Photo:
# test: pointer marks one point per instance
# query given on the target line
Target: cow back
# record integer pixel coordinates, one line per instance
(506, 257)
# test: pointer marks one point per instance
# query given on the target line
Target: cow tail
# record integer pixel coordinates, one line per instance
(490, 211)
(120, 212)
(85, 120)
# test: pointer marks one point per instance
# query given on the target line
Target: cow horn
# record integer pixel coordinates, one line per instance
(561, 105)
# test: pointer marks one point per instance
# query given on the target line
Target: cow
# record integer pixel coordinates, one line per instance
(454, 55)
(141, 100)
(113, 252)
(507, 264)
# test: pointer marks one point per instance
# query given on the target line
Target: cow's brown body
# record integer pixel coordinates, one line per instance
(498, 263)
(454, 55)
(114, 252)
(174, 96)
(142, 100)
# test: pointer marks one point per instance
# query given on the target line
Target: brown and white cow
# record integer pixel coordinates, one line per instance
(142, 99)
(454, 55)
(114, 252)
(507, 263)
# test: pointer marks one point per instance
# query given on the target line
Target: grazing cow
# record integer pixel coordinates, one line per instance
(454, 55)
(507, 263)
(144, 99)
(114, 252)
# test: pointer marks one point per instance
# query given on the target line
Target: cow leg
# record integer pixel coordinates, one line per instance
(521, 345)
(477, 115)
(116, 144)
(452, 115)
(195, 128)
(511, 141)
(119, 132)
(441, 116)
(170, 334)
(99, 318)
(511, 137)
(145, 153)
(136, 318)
———
* Instruction
Return the entries above exactly, each one complete.

* Answer to the problem
Photo:
# test: pointer marks one point per instance
# query given on the target line
Target: cow back
# record integer pixel coordinates, one line per instance
(506, 257)
# test: pointer marks one point per instance
# query given on the target line
Target: cow tail
# record integer pixel coordinates, one line per instance
(490, 211)
(120, 212)
(85, 120)
# test: pointer marks one point per instance
# query given on the target line
Target: cow horn
# record integer pixel coordinates, one line per instance
(561, 105)
# test: pointer marks one point per instance
# query given on the target line
Target: cow
# record integer pixel coordinates, one line per instance
(454, 55)
(141, 100)
(113, 252)
(507, 264)
# test: pointer marks one point per instance
# query given on the target line
Target: cow's brown body
# record integer pixel coordinates, one line per instance
(498, 263)
(454, 55)
(114, 252)
(174, 96)
(142, 100)
# test: pointer marks one point per instance
# query given on the target line
Target: brown and white cow
# record integer pixel coordinates, one line per instance
(142, 99)
(454, 55)
(114, 252)
(507, 263)
# test: pointer marks one point per instance
# query given on the target line
Target: grazing cow
# record integer pixel coordinates, one line per instance
(454, 55)
(507, 263)
(144, 99)
(114, 252)
# test: pointer marks one point per instance
# query given on the target line
Target: cow leg
# record integer pixel coordinates, one line per instance
(521, 345)
(477, 115)
(116, 144)
(452, 115)
(195, 128)
(511, 141)
(119, 132)
(441, 116)
(170, 334)
(99, 318)
(511, 137)
(145, 153)
(136, 318)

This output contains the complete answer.